◆ Te lezen tekst:

Volgens de snaartheorie bestaat ons universum niet uit slechts vier, maar wel 10 dimensies, en volgens M-theorie zelfs uit 11! Hoe valt dit te rijmen met de wereld die we om ons heen zien, met slechts drie ruimtedimensies: lengte, breedte en hoogte, en één tijddimensie? Zoals al eerder uitgelegd in dit artikel van Damian van de Heisteeg, kunnen we de extra dimensies begrijpen als opgerolde dimensies. Voor een koorddanser lijkt het koord waar hij of zij overheen loopt ééndimensionaal: de koorddanser kan alleen naar voor of naar achter bewegen. Maar voor bijvoorbeeld een mier op het koord is het tweedimensionaal: zo’n mier kan ook om het koord heen, langs de onderkant. Dit is ook hoe vanuit de snaartheorie wordt gedacht over de missende dimensies: als ze heel klein en opgerold zijn, is er in het dagelijks leven weinig van te merken. Deze opgerolde extra dimensies zijn alleen relevant als we inzoomen tot de schaal van de opgerolde dimensie.

Afbeelding 2. Compactificatie. Het tweedimensionale oppervlak van het koord ziet er van veraf uit als een ééndimensionale lijn. Afbeelding: Alex Dunkel.
Stel nu dat we zwarte objecten bestuderen in niet vier maar in vijf dimensies. De Einsteinvergelijking heeft dan niet 9 maar 14 onafhankelijke componenten. Als we ervan uitgaan dat niets verandert als je je verplaatst in die extra dimensie, dan zijn we weer terug bij de 9 oorspronkelijke vierdimensionale Einsteinvergelijkingen, waarvan het zwarte gat de enige oplossing was.

◆ Opgeslagen gegevens:

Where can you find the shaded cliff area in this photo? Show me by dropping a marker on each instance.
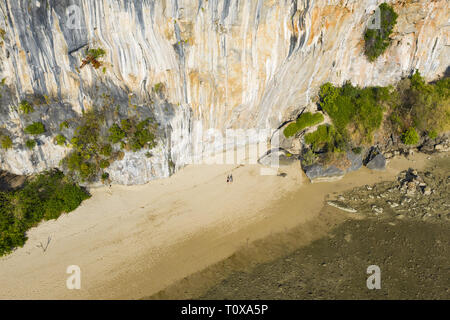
(221, 63)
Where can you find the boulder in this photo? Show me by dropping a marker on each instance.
(377, 163)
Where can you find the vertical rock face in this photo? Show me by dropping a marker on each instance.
(222, 63)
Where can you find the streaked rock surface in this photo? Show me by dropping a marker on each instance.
(223, 64)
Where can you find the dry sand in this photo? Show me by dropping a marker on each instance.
(131, 242)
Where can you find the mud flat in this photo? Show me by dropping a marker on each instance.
(327, 257)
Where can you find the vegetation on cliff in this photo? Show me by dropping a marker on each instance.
(44, 197)
(377, 40)
(92, 150)
(305, 120)
(35, 128)
(5, 142)
(410, 110)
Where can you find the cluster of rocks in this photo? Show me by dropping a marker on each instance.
(420, 195)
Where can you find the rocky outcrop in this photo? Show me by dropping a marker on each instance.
(319, 172)
(222, 63)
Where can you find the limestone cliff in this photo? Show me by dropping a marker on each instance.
(225, 63)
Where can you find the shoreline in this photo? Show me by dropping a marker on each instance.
(132, 242)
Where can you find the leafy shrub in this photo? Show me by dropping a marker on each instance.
(377, 40)
(35, 128)
(25, 107)
(63, 125)
(410, 136)
(116, 133)
(432, 134)
(30, 144)
(92, 57)
(5, 142)
(424, 106)
(104, 164)
(45, 197)
(92, 151)
(105, 176)
(106, 150)
(309, 158)
(350, 106)
(305, 120)
(60, 140)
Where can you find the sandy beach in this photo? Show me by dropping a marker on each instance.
(133, 241)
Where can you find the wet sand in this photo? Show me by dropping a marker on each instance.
(132, 242)
(254, 272)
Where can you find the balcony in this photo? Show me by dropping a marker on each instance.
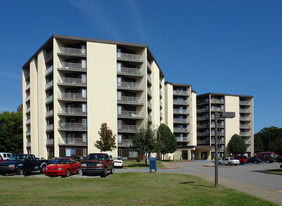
(128, 128)
(50, 142)
(125, 143)
(49, 70)
(69, 66)
(49, 99)
(178, 101)
(71, 81)
(129, 57)
(130, 100)
(129, 71)
(131, 115)
(71, 96)
(180, 111)
(180, 130)
(179, 92)
(181, 139)
(129, 86)
(72, 51)
(180, 120)
(69, 111)
(50, 127)
(68, 126)
(73, 142)
(49, 113)
(27, 98)
(49, 85)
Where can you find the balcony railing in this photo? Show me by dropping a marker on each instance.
(180, 111)
(72, 111)
(129, 57)
(181, 139)
(129, 71)
(50, 141)
(50, 127)
(128, 85)
(73, 141)
(179, 92)
(130, 114)
(71, 81)
(129, 99)
(128, 128)
(72, 96)
(180, 120)
(176, 129)
(49, 70)
(49, 99)
(72, 51)
(73, 126)
(125, 143)
(49, 84)
(72, 66)
(178, 101)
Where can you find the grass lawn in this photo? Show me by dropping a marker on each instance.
(121, 189)
(134, 163)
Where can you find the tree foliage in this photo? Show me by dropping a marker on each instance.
(144, 142)
(237, 145)
(166, 140)
(107, 141)
(11, 132)
(271, 138)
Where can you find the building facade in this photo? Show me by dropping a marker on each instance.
(72, 85)
(242, 124)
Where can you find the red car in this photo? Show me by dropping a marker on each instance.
(62, 166)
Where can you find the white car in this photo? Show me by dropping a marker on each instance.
(118, 162)
(229, 161)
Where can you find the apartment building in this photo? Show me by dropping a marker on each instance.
(242, 124)
(181, 117)
(72, 85)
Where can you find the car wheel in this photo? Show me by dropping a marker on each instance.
(112, 170)
(20, 171)
(104, 172)
(42, 169)
(68, 173)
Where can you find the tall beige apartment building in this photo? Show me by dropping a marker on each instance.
(72, 85)
(242, 124)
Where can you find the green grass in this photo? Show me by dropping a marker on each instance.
(121, 189)
(275, 172)
(141, 164)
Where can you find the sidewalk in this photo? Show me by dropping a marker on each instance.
(259, 191)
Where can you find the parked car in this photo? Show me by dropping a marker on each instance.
(118, 162)
(5, 155)
(22, 164)
(254, 160)
(242, 159)
(98, 163)
(63, 167)
(229, 161)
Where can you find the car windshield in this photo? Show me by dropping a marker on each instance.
(60, 161)
(96, 157)
(18, 158)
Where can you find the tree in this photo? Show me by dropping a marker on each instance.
(107, 141)
(144, 142)
(258, 144)
(11, 132)
(237, 145)
(166, 140)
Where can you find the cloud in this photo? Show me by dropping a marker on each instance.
(97, 15)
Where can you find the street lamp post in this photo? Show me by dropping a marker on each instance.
(219, 115)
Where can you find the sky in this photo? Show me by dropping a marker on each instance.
(220, 46)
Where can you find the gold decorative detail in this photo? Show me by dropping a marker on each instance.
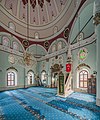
(97, 19)
(66, 33)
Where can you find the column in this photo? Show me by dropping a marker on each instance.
(97, 32)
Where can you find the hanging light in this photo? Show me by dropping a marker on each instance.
(27, 61)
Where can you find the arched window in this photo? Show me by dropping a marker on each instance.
(83, 77)
(5, 41)
(53, 48)
(30, 77)
(59, 46)
(43, 76)
(11, 77)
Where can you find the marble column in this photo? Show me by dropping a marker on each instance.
(97, 32)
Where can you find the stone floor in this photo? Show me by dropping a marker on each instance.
(38, 103)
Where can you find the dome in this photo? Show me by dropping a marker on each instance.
(47, 18)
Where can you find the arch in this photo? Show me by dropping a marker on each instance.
(84, 6)
(14, 39)
(56, 42)
(11, 77)
(37, 45)
(81, 78)
(43, 77)
(30, 77)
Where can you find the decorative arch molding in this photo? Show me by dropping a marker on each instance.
(83, 65)
(15, 39)
(79, 12)
(45, 26)
(34, 45)
(56, 68)
(56, 41)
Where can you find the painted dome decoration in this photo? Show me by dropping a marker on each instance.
(82, 54)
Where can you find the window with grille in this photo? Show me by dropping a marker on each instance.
(83, 77)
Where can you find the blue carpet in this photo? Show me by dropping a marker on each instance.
(37, 103)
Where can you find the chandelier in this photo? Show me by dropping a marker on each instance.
(27, 60)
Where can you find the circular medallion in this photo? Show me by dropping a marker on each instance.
(46, 44)
(82, 54)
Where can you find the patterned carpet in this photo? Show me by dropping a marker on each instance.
(37, 103)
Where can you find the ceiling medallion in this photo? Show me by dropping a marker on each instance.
(25, 43)
(66, 33)
(12, 60)
(46, 44)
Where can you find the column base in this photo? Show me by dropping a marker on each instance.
(98, 101)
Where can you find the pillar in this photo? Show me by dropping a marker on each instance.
(97, 32)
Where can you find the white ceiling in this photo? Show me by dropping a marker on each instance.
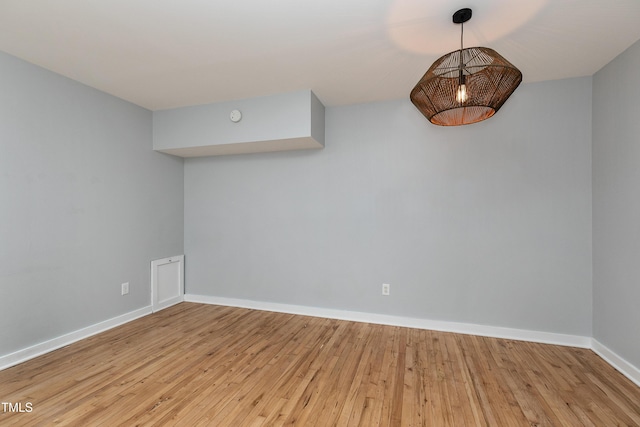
(170, 53)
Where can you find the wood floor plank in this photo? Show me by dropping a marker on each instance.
(195, 364)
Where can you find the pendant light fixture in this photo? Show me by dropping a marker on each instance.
(465, 86)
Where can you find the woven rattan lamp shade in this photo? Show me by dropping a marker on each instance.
(465, 86)
(490, 80)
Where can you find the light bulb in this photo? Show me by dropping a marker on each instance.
(461, 93)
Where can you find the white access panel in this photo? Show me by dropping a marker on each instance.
(167, 282)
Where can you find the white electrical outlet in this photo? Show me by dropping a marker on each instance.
(385, 288)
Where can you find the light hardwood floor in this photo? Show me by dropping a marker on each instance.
(203, 365)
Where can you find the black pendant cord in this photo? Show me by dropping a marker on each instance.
(461, 77)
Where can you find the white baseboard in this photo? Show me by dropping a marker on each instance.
(624, 367)
(436, 325)
(61, 341)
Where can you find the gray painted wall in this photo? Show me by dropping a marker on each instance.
(488, 224)
(616, 206)
(85, 204)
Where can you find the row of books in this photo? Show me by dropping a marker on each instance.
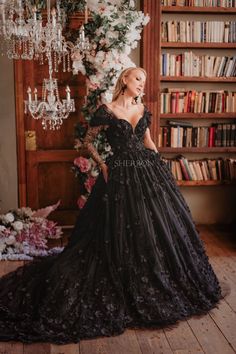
(198, 31)
(191, 64)
(183, 134)
(208, 3)
(206, 169)
(177, 100)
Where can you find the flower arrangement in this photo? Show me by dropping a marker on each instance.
(24, 233)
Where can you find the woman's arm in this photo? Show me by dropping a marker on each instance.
(148, 141)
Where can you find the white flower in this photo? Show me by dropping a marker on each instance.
(18, 225)
(9, 217)
(10, 240)
(111, 35)
(126, 50)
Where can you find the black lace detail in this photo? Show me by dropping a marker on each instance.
(134, 258)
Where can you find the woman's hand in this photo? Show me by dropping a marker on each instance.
(104, 169)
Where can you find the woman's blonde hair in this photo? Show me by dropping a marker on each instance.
(120, 84)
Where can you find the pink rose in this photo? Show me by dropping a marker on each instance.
(81, 201)
(83, 163)
(89, 183)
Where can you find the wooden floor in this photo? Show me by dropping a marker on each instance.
(213, 333)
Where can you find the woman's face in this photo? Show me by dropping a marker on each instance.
(135, 82)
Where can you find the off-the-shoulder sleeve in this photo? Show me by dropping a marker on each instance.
(100, 117)
(148, 118)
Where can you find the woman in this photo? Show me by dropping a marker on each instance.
(134, 258)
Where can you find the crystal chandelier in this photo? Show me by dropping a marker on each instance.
(28, 37)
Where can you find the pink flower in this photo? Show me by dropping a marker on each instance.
(89, 183)
(83, 163)
(81, 201)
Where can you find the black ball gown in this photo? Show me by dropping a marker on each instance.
(134, 258)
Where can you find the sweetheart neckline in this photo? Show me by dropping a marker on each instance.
(117, 118)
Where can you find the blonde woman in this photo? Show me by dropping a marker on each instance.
(134, 258)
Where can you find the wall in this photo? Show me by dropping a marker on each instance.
(8, 156)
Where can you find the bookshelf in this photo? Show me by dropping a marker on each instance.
(153, 46)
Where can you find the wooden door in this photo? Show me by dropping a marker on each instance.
(44, 168)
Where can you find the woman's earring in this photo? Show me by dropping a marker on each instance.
(123, 89)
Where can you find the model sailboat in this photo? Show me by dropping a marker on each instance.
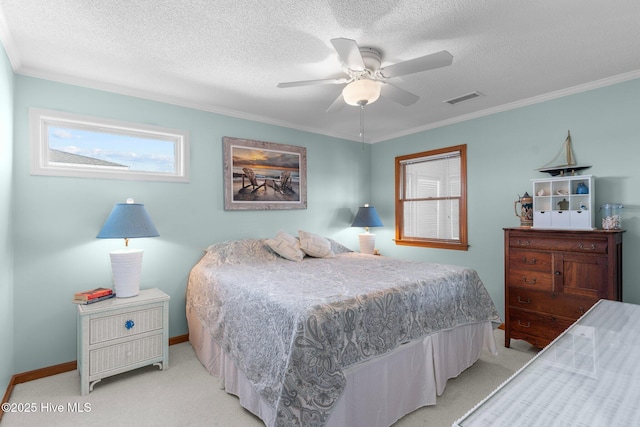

◆ Te doen:
1. Herschrijf de alinea die begint met "Volgens de snaartheorie bestaat" uit de tekst over de snaartheorie korter, met behoud van de belangrijkste feiten.
2. Pas in de rijen alles aan vanaf de regel met "Where can you find the blonde" tot en met het einde van de rijen: vervang "in this photo" door "in the image" en laat de rest ongewijzigd. Laat de afbeeldingen weg uit je antwoord.
De tekst en de rijen hebben niets met elkaar te maken.

◆ Antwoorden per opdracht:
1. Volgens de snaartheorie heeft ons universum 10 dimensies en volgens M-theorie 11. Wij zien er maar vier: drie ruimtedimensies (lengte, breedte en hoogte) en één tijddimensie. De extra dimensies kun je opvatten als opgerolde dimensies. Voor een koorddanser is een koord ééndimensionaal, want hij of zij kan alleen naar voor of naar achter. Voor een mier is het tweedimensionaal, omdat die ook om het koord heen kan. Zo ziet de snaartheorie ook de missende dimensies: als ze heel klein en opgerold zijn, merk je er in het dagelijks leven weinig van. Ze worden pas relevant als je inzoomt tot hun schaal.

2.
Where can you find the blonde woman in the image? Show me by dropping a marker on each instance.
(134, 258)
Where can you find the wall in the image? Show me by dropping a marker on each instance.
(8, 156)
Where can you find the bookshelf in the image? Show me by dropping a marker on each instance.
(153, 46)
Where can you find the wooden door in the image? Show me by dropping a marker on each instance.
(44, 168)
Where can you find the woman's earring in the image? Show me by dropping a marker on each instance.
(123, 89)
Where can you find the model sailboat in the image? Show me by dropping a marker on each instance.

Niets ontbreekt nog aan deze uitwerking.